All participants were emailed a copy of the participant information sheet and consent form in advance of the interview and given an opportunity to ask questions before deciding whether to participate. Participants were offered a £30 e-voucher as a gesture of thanks for taking part. The interviews, which lasted up to 60 min, were digitally recorded with the participants’ consent. Audio-files were fully transcribed by a professional transcription agency and anonymised for reflexive thematic analysis. Ethical approval was provided by the General University Ethics Panel at the University of Stirling (GUEP 19 20 957R).
2.3. Data Analysis
Analysis was led by DE and supported by RO. A core set of themes based on the interview schedule were identified and refined by DE and RO and formed a framework for coding the transcripts (by DE) using NVivo 12 software. The transcripts underwent two stages of analysis. Firstly, they were organised using the thematic framework and potential themes were identified through a process of familiarisation with transcript texts. Then, the transcripts and coded data were re-read and analysed by DE and RO to build a series of individual narratives and case histories. At regular points during the process of data analysis, DE and RO met with members of the wider research team (MS and SS) to discuss identified codes and categories, the interpretation of data and potential new areas of enquiry. The analysis process therefore drew on the combined insights of the researchers most closely involved in data collection and analysis, with wider team perspectives and expertise associated with the topic area.
These analyses were also discussed regularly within the wider team, allowing the researchers to identify patterns and differences across the data as a whole and to develop separate participant behaviour profiles.
The study was reported in accordance with the 32-item checklist of Consolidated Criteria for Reporting Qualitative Research (COREQ) [18].
3. Results
Twenty-five adults aged twenty-one and over (average age 50 years, range 22–73 years) took part in the study. Two prospective participants were uncontactable at the time of the scheduled interview. Table 1 summarises participants’ socio-demographic characteristics, smoking status, types of disruption experienced to working lives, changes experienced in numbers of hours spent at home, and changes in smoking levels.
Table 1.

§ Actions to take
a – Reproduce everything in the methods passage from "These analyses were" down to "participant behaviour profiles.".
b – Please list the initials of every researcher named in the methods passage.
The material after this point is separate from the methods passage.

§ Data provided

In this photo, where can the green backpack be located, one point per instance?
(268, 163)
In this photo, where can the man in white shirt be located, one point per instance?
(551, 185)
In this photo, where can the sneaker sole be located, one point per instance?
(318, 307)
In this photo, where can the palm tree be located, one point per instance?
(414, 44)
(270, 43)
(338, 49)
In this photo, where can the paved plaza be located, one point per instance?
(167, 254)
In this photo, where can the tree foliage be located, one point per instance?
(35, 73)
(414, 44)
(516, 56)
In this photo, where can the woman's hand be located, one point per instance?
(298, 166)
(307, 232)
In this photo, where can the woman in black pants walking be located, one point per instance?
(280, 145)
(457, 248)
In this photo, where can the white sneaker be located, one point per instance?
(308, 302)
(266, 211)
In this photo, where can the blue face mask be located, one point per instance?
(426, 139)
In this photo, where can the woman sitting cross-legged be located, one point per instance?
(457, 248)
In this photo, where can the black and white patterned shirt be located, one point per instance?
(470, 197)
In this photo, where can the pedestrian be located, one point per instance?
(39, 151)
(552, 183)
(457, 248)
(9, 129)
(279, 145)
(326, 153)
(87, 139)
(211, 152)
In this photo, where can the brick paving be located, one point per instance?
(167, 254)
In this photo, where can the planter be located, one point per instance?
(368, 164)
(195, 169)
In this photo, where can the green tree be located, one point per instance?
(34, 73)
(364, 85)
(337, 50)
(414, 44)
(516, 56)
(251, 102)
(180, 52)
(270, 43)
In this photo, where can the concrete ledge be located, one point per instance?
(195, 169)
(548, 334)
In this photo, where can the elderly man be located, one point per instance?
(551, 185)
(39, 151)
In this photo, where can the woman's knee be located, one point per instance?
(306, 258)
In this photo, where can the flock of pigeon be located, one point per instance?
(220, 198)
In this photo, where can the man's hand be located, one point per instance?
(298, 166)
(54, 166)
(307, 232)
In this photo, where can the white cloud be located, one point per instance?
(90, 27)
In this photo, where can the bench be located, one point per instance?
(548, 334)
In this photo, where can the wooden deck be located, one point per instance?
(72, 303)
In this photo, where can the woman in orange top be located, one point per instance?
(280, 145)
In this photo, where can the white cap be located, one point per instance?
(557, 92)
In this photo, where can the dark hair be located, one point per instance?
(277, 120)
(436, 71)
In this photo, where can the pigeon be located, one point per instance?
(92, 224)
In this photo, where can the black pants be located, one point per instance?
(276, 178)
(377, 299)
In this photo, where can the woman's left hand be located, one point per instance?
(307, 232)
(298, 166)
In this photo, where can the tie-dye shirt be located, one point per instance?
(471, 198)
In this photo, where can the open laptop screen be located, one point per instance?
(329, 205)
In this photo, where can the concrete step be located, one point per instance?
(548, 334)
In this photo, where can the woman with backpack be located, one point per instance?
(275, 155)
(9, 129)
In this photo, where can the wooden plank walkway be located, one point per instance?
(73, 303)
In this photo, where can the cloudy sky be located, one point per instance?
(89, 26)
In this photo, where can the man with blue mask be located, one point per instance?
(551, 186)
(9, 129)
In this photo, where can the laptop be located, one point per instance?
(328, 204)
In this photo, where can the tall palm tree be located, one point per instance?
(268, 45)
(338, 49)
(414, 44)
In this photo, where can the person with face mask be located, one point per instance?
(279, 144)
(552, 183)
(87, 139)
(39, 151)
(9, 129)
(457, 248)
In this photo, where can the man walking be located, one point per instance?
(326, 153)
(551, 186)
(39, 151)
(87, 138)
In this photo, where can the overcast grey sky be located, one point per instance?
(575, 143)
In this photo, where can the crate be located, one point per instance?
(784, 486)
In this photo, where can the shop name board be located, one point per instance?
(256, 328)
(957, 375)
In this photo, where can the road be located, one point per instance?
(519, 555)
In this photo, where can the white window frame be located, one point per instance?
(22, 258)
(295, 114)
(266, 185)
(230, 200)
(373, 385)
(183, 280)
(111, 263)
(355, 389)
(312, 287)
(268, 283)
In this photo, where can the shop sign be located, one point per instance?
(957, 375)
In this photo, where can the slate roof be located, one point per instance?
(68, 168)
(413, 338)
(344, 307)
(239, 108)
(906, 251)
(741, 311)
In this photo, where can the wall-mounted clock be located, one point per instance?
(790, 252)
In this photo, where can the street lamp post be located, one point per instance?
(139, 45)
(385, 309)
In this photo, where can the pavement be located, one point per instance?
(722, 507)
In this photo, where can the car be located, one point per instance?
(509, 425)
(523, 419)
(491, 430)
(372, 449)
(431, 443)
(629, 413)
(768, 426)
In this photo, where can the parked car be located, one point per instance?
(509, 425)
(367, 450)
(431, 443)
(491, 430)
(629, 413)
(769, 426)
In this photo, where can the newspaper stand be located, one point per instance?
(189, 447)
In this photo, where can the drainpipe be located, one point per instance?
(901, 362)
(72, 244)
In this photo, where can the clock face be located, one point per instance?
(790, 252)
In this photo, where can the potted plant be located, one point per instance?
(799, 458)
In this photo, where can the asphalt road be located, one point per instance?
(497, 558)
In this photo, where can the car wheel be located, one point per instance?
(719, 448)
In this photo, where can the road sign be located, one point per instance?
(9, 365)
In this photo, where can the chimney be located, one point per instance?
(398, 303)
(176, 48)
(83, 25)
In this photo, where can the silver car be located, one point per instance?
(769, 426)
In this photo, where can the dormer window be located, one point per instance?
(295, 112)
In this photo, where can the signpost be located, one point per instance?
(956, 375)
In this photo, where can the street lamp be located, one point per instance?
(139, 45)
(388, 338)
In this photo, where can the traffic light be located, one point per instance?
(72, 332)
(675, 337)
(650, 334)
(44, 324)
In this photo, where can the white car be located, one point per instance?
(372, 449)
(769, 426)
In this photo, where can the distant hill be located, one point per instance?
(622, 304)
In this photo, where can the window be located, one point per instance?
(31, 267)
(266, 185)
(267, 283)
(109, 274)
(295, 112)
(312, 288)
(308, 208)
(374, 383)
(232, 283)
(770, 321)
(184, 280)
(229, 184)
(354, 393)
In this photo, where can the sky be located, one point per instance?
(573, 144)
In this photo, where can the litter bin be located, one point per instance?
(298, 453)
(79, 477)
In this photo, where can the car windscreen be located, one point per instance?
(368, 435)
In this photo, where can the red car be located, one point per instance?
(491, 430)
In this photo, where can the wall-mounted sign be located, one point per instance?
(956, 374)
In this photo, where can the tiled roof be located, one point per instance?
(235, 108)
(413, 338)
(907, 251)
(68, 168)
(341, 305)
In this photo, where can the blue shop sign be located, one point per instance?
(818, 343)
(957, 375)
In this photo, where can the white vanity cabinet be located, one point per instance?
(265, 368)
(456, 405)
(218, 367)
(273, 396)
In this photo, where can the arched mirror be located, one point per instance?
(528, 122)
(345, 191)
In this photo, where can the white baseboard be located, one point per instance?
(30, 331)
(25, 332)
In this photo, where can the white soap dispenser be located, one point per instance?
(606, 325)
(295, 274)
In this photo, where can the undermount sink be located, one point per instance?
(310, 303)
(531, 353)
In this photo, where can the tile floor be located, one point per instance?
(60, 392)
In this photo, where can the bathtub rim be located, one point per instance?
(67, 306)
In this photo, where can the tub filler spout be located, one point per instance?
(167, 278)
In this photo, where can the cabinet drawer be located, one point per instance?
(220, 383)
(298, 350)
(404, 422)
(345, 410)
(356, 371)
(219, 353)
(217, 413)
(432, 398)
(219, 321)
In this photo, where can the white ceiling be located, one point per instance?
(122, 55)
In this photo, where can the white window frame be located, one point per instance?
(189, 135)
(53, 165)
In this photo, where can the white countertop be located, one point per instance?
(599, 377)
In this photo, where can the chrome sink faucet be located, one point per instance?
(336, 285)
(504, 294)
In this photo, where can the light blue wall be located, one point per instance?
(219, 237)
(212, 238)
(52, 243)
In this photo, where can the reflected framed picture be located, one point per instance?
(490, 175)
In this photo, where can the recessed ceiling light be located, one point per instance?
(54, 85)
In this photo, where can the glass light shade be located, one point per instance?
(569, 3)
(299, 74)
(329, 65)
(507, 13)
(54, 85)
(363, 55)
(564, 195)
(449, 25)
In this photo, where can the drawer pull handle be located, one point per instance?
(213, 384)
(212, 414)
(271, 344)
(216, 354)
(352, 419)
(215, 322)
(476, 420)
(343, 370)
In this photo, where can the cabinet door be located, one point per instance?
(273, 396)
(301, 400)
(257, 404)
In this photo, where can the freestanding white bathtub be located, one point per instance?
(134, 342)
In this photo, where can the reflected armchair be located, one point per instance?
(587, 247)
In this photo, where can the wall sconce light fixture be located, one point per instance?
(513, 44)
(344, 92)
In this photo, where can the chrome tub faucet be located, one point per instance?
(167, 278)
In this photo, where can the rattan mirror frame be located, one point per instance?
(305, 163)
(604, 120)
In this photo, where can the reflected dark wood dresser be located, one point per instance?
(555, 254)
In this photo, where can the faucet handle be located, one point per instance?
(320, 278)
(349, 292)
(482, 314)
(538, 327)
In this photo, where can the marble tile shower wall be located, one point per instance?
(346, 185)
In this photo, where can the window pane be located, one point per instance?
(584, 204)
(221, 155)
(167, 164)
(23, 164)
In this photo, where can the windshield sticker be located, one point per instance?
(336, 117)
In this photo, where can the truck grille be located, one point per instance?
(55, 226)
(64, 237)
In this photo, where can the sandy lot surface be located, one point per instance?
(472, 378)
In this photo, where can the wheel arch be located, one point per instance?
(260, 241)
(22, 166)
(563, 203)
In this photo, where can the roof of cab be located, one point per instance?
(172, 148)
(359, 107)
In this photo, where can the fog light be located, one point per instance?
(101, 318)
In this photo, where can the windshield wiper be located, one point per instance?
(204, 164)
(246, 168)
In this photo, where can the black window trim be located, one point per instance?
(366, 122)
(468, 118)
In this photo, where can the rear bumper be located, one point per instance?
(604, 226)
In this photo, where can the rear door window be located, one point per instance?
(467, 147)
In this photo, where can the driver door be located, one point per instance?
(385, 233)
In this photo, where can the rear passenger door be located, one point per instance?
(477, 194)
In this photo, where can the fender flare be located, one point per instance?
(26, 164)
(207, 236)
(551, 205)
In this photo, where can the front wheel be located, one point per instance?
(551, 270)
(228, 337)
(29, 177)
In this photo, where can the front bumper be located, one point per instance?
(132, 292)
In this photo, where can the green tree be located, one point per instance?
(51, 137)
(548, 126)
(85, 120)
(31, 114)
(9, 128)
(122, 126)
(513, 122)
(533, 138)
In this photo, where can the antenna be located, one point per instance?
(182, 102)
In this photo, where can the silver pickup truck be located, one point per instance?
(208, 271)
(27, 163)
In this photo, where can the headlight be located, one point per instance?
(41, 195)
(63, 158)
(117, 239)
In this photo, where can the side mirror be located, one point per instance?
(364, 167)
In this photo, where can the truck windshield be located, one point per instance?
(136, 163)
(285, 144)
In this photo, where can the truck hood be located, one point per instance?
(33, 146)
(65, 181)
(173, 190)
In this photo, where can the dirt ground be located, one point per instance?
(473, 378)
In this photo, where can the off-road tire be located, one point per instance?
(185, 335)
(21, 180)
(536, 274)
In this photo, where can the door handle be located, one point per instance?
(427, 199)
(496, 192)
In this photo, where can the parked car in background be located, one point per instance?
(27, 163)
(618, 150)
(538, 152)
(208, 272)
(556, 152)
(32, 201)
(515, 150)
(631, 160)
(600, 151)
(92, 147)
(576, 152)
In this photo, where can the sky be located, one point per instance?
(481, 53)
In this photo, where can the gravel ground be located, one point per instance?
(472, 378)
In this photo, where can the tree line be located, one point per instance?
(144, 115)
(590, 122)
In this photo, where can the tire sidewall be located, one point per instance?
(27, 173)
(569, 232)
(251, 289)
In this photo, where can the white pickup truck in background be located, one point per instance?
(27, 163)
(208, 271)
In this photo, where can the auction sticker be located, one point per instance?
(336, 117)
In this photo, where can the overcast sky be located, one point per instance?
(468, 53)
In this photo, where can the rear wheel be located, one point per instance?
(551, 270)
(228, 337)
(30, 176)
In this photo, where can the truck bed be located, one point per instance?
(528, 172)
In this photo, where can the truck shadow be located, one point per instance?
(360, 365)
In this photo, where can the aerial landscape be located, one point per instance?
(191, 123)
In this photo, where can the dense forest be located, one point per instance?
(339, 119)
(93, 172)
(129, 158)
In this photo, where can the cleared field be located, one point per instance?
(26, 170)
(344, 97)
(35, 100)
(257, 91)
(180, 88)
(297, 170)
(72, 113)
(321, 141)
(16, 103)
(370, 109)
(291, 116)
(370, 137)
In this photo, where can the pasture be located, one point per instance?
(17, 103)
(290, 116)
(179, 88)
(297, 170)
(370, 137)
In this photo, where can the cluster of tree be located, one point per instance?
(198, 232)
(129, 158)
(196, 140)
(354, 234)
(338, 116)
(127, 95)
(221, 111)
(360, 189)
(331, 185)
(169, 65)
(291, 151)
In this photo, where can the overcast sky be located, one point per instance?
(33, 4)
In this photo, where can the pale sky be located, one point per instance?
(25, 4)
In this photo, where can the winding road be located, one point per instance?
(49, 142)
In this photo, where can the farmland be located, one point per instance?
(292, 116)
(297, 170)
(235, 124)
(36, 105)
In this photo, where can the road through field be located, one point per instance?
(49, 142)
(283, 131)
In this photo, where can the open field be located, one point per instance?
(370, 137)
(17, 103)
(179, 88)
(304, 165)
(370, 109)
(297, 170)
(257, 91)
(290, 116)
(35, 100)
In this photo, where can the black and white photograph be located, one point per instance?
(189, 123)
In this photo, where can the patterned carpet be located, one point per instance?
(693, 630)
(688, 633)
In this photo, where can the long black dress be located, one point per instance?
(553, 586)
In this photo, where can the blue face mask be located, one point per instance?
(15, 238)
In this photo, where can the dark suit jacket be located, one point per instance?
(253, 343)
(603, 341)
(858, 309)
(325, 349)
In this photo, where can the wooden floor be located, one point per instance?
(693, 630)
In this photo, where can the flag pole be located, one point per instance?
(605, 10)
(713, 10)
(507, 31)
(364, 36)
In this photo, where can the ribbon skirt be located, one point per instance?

§ Solutions
a –
These analyses were also discussed regularly within the wider team, allowing the researchers to identify patterns and differences across the data as a whole and to develop separate participant behaviour profiles.

b – DE, RO, MS, SS